What the task asks.
Repeat the records below exactly. Omit the pictures.

(Source information Opens)

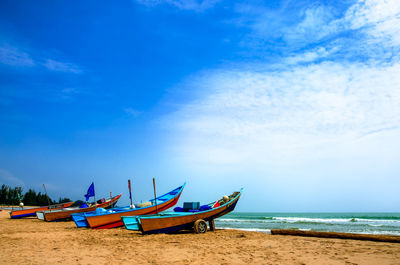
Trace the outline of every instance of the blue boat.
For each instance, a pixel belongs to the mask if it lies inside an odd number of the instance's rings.
[[[207,221],[210,230],[215,230],[214,219],[221,217],[236,207],[243,189],[234,192],[223,199],[201,206],[199,209],[186,210],[175,208],[178,212],[160,213],[147,216],[122,216],[125,228],[141,231],[144,234],[171,233],[184,229],[193,229],[196,233],[207,231]]]
[[[147,203],[138,203],[134,207],[116,207],[109,210],[97,209],[96,212],[72,214],[72,220],[74,220],[77,227],[108,229],[123,226],[121,216],[159,213],[174,206],[178,202],[185,185],[186,183],[156,199],[147,201]]]

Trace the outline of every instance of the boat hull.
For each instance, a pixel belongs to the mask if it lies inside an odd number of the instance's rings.
[[[172,206],[174,206],[179,200],[179,196],[175,199],[172,199],[168,202],[160,204],[157,206],[157,212],[165,211]],[[136,209],[132,211],[122,212],[122,213],[114,213],[107,214],[103,216],[94,216],[87,217],[86,220],[91,228],[94,229],[108,229],[123,226],[124,223],[121,220],[122,216],[137,216],[137,215],[146,215],[156,213],[156,207],[151,206],[143,209]]]
[[[89,227],[88,222],[86,221],[86,217],[84,213],[81,214],[71,214],[72,220],[75,222],[76,227]]]
[[[39,211],[46,211],[49,209],[62,209],[69,207],[73,204],[74,202],[67,202],[67,203],[62,203],[62,204],[56,204],[56,205],[51,205],[51,206],[43,206],[43,207],[37,207],[37,208],[29,208],[29,209],[23,209],[23,210],[15,210],[10,212],[10,218],[11,219],[18,219],[18,218],[23,218],[23,217],[30,217],[30,216],[36,216],[36,212]]]
[[[108,208],[112,207],[117,203],[117,201],[121,198],[121,194],[118,196],[115,196],[109,201],[106,201],[105,203],[98,204],[96,207],[87,207],[87,208],[74,208],[74,209],[62,209],[62,210],[56,210],[56,211],[45,211],[43,212],[44,214],[44,220],[47,222],[51,221],[58,221],[58,220],[69,220],[71,219],[71,214],[74,213],[84,213],[84,212],[92,212],[95,211],[97,208]]]
[[[116,213],[110,213],[110,214],[100,214],[100,215],[88,215],[86,216],[86,222],[88,223],[88,226],[93,229],[109,229],[109,228],[116,228],[123,226],[124,223],[121,220],[122,216],[137,216],[137,215],[147,215],[147,214],[154,214],[157,212],[162,212],[165,211],[172,206],[176,205],[178,202],[183,188],[185,185],[175,189],[178,190],[176,195],[174,195],[173,198],[170,200],[167,200],[163,203],[160,203],[157,205],[157,208],[155,205],[149,206],[149,207],[144,207],[144,208],[135,208],[132,210],[128,211],[121,211],[121,212],[116,212]],[[160,196],[162,197],[162,196]],[[80,225],[83,225],[84,223],[81,221]],[[77,224],[78,226],[78,224]]]
[[[183,229],[191,229],[196,220],[203,219],[205,221],[212,221],[215,218],[233,211],[240,195],[241,193],[228,203],[207,211],[138,217],[127,216],[122,217],[122,220],[126,229],[140,230],[144,234],[171,233]]]

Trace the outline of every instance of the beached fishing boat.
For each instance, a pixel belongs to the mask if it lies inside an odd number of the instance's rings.
[[[122,216],[121,218],[126,229],[142,231],[144,234],[171,233],[184,229],[194,229],[196,233],[205,233],[207,231],[206,222],[209,222],[210,229],[214,231],[214,219],[233,211],[241,194],[242,189],[198,209],[185,207],[185,203],[183,208],[176,207],[174,209],[178,210],[177,212],[148,216]]]
[[[79,208],[79,207],[68,207],[59,210],[47,210],[47,211],[40,211],[37,212],[36,215],[38,219],[45,220],[45,221],[59,221],[59,220],[68,220],[71,219],[71,214],[73,213],[82,213],[82,212],[92,212],[95,211],[97,208],[110,208],[113,207],[119,198],[121,198],[122,194],[118,196],[114,196],[109,199],[101,199],[97,201],[97,205],[90,205],[86,208]]]
[[[36,208],[26,208],[22,210],[14,210],[10,212],[11,219],[36,216],[36,212],[46,211],[46,210],[58,210],[66,207],[70,207],[74,202],[66,202],[60,204],[54,204],[50,206],[36,207]]]
[[[77,227],[90,227],[94,229],[120,227],[124,225],[121,216],[153,214],[171,208],[178,202],[185,185],[186,183],[156,199],[135,204],[134,208],[127,206],[110,210],[99,209],[93,213],[73,214],[72,219],[75,221]]]

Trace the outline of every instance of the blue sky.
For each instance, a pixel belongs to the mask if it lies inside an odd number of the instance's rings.
[[[398,25],[397,0],[1,1],[0,182],[400,211]]]

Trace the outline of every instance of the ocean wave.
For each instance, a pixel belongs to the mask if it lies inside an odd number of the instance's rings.
[[[222,227],[222,229],[233,229],[233,230],[249,231],[249,232],[263,232],[263,233],[271,234],[271,229],[264,229],[264,228]]]
[[[383,226],[383,224],[367,224],[368,226],[372,226],[372,227],[381,227]]]
[[[232,229],[232,230],[240,230],[240,231],[250,231],[250,232],[262,232],[271,234],[271,229],[264,229],[264,228],[243,228],[243,227],[221,227],[221,229]],[[300,231],[313,231],[310,228],[296,228]],[[318,230],[319,231],[319,230]],[[338,232],[338,231],[329,231],[326,230],[325,232]],[[391,230],[349,230],[349,231],[341,231],[344,233],[354,233],[354,234],[365,234],[365,235],[389,235],[389,236],[400,236],[400,231],[391,231]]]
[[[374,220],[360,218],[311,218],[311,217],[271,217],[269,219],[242,219],[242,218],[220,218],[218,222],[240,223],[240,224],[299,224],[299,225],[368,225],[374,227],[394,227],[400,228],[400,220]]]
[[[399,224],[400,220],[394,219],[363,219],[363,218],[312,218],[312,217],[273,217],[287,223],[390,223]]]
[[[273,220],[278,220],[287,223],[344,223],[351,222],[353,218],[312,218],[312,217],[274,217]]]
[[[265,219],[219,218],[218,221],[238,222],[238,223],[331,223],[331,222],[350,222],[351,219],[270,217],[270,218],[265,218]]]
[[[400,220],[399,216],[372,216],[372,215],[363,215],[363,216],[354,216],[357,219],[367,219],[367,220]]]
[[[400,224],[400,220],[398,219],[364,219],[364,218],[354,218],[357,222],[382,222],[382,223],[394,223]]]
[[[391,230],[367,230],[367,231],[349,231],[348,233],[355,234],[367,234],[367,235],[389,235],[389,236],[400,236],[400,231]]]
[[[216,221],[225,222],[225,223],[270,223],[271,221],[267,220],[256,220],[256,219],[236,219],[236,218],[219,218]]]

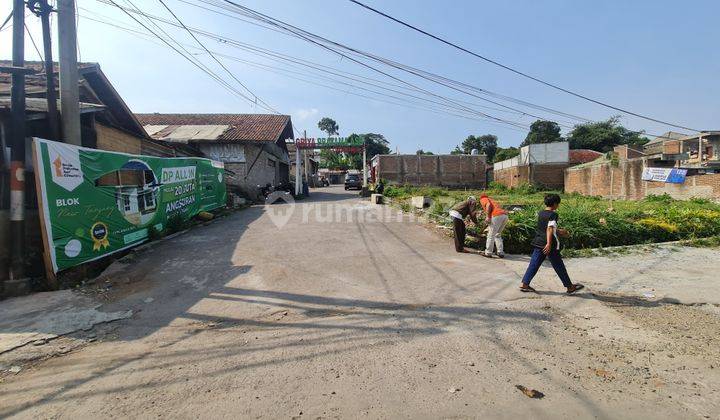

(Source information Closes)

Answer space.
Trace the outline of every instance of the blue boat.
For each instance, a pixel belongs to the mask if it lies inside an odd number of the instance's rings.
[[[207,221],[210,230],[215,230],[214,219],[221,217],[236,207],[243,189],[234,192],[223,199],[201,206],[199,209],[186,210],[175,208],[178,212],[160,213],[147,216],[122,216],[125,228],[141,231],[144,234],[171,233],[184,229],[193,229],[196,233],[207,231]]]
[[[147,203],[138,203],[134,207],[116,207],[109,210],[97,209],[96,212],[72,214],[72,220],[74,220],[77,227],[108,229],[123,226],[121,216],[159,213],[174,206],[178,202],[185,185],[186,183],[156,199],[147,201]]]

Trace the outline of every instance of the boat hull.
For each instance, a pixel belongs to the mask if it lies inside an odd number of the instance's rings.
[[[172,206],[174,206],[179,200],[179,196],[175,199],[172,199],[168,202],[160,204],[157,206],[157,212],[165,211]],[[136,209],[132,211],[122,212],[122,213],[114,213],[107,214],[103,216],[94,216],[87,217],[86,220],[91,228],[94,229],[108,229],[123,226],[124,223],[121,220],[122,216],[137,216],[137,215],[146,215],[156,213],[156,207],[151,206],[143,209]]]
[[[89,227],[88,222],[86,221],[86,217],[84,213],[81,214],[71,214],[72,220],[75,222],[76,227]]]
[[[39,211],[46,211],[49,209],[62,209],[69,207],[73,204],[74,202],[67,202],[67,203],[62,203],[62,204],[56,204],[56,205],[51,205],[51,206],[43,206],[43,207],[37,207],[37,208],[29,208],[29,209],[23,209],[23,210],[15,210],[10,212],[10,218],[11,219],[18,219],[18,218],[23,218],[23,217],[30,217],[30,216],[36,216],[36,212]]]
[[[108,208],[112,207],[117,203],[117,201],[121,198],[121,194],[118,196],[115,196],[109,201],[106,201],[105,203],[98,204],[96,207],[87,207],[87,208],[74,208],[74,209],[62,209],[62,210],[56,210],[56,211],[45,211],[43,212],[44,214],[44,220],[47,222],[51,221],[58,221],[58,220],[69,220],[71,219],[71,214],[74,213],[84,213],[84,212],[92,212],[95,211],[97,208]]]
[[[116,213],[110,213],[110,214],[100,214],[100,215],[88,215],[86,216],[86,222],[88,223],[88,226],[93,229],[109,229],[109,228],[116,228],[123,226],[124,223],[121,220],[122,216],[137,216],[137,215],[147,215],[147,214],[154,214],[157,212],[162,212],[165,211],[172,206],[176,205],[178,202],[183,188],[185,185],[175,189],[178,190],[176,195],[174,195],[173,198],[170,200],[167,200],[163,203],[160,203],[157,205],[157,208],[155,205],[149,206],[149,207],[144,207],[144,208],[135,208],[132,210],[128,211],[121,211],[121,212],[116,212]],[[160,196],[162,197],[162,196]],[[80,225],[83,225],[84,223],[81,221]],[[77,224],[78,226],[78,224]]]
[[[183,229],[191,229],[196,220],[203,219],[205,221],[212,221],[215,218],[233,211],[240,195],[241,193],[228,203],[207,211],[138,217],[127,216],[122,217],[122,220],[126,229],[140,230],[144,234],[171,233]]]

Trace the outline of every instance of the beached fishing boat.
For each instance, a pixel belongs to the mask if it lies inside an odd number of the instance's rings.
[[[122,216],[121,218],[126,229],[142,231],[144,234],[171,233],[184,229],[194,229],[196,233],[205,233],[207,231],[206,222],[209,222],[210,229],[214,231],[214,219],[233,211],[241,194],[242,189],[198,209],[185,207],[185,203],[183,208],[176,207],[174,209],[178,210],[177,212],[148,216]]]
[[[79,208],[79,207],[68,207],[59,210],[47,210],[47,211],[40,211],[37,212],[36,215],[38,219],[45,220],[45,221],[59,221],[59,220],[68,220],[71,219],[71,214],[73,213],[82,213],[82,212],[92,212],[95,211],[97,208],[110,208],[113,207],[119,198],[121,198],[122,194],[118,196],[114,196],[109,199],[101,199],[97,201],[97,205],[90,205],[86,208]]]
[[[36,208],[26,208],[22,210],[14,210],[10,212],[11,219],[36,216],[36,212],[46,211],[46,210],[58,210],[66,207],[70,207],[74,202],[66,202],[60,204],[54,204],[50,206],[36,207]]]
[[[77,227],[90,227],[94,229],[120,227],[124,225],[121,216],[153,214],[171,208],[178,202],[185,185],[186,183],[156,199],[135,204],[134,208],[127,206],[110,210],[99,209],[93,213],[73,214],[72,219],[75,221]]]

Trace the outline of every instance of the blue sky.
For each instance, a pixel belongs to the mask if it lies inside an odd number of the instance's rings.
[[[398,25],[397,0],[1,1],[0,182],[400,211]]]

Trace the outline of every instance of the ocean wave.
For each instance, a pixel belongs to the mask if it lies inside an odd number of the instance's rings.
[[[222,227],[222,229],[233,229],[233,230],[249,231],[249,232],[263,232],[263,233],[271,234],[271,229],[264,229],[264,228]]]
[[[383,226],[383,224],[367,224],[368,226],[372,226],[372,227],[381,227]]]
[[[232,229],[232,230],[240,230],[240,231],[250,231],[250,232],[262,232],[271,234],[271,229],[264,229],[264,228],[243,228],[243,227],[221,227],[221,229]],[[300,231],[313,231],[310,228],[296,228]],[[318,230],[319,231],[319,230]],[[338,232],[338,231],[329,231],[326,230],[325,232]],[[391,230],[349,230],[349,231],[341,231],[344,233],[354,233],[354,234],[365,234],[365,235],[389,235],[389,236],[400,236],[400,231],[391,231]]]
[[[374,220],[360,218],[311,218],[311,217],[271,217],[269,219],[242,219],[242,218],[220,218],[218,222],[240,223],[240,224],[299,224],[299,225],[368,225],[374,227],[394,227],[400,228],[400,220]]]
[[[399,224],[400,220],[394,219],[363,219],[363,218],[312,218],[312,217],[273,217],[287,223],[390,223]]]
[[[273,220],[278,220],[287,223],[344,223],[351,222],[353,218],[312,218],[312,217],[274,217]]]
[[[265,219],[219,218],[218,221],[238,222],[238,223],[331,223],[331,222],[350,222],[351,219],[270,217],[270,218],[265,218]]]
[[[400,220],[399,216],[372,216],[372,215],[363,215],[363,216],[354,216],[357,219],[367,219],[367,220]]]
[[[400,224],[400,220],[398,219],[364,219],[364,218],[354,218],[357,222],[382,222],[382,223],[394,223]]]
[[[391,230],[367,230],[367,231],[349,231],[348,233],[355,234],[367,234],[367,235],[389,235],[389,236],[400,236],[400,231]]]
[[[216,221],[225,222],[225,223],[270,223],[271,221],[267,220],[256,220],[256,219],[236,219],[236,218],[219,218]]]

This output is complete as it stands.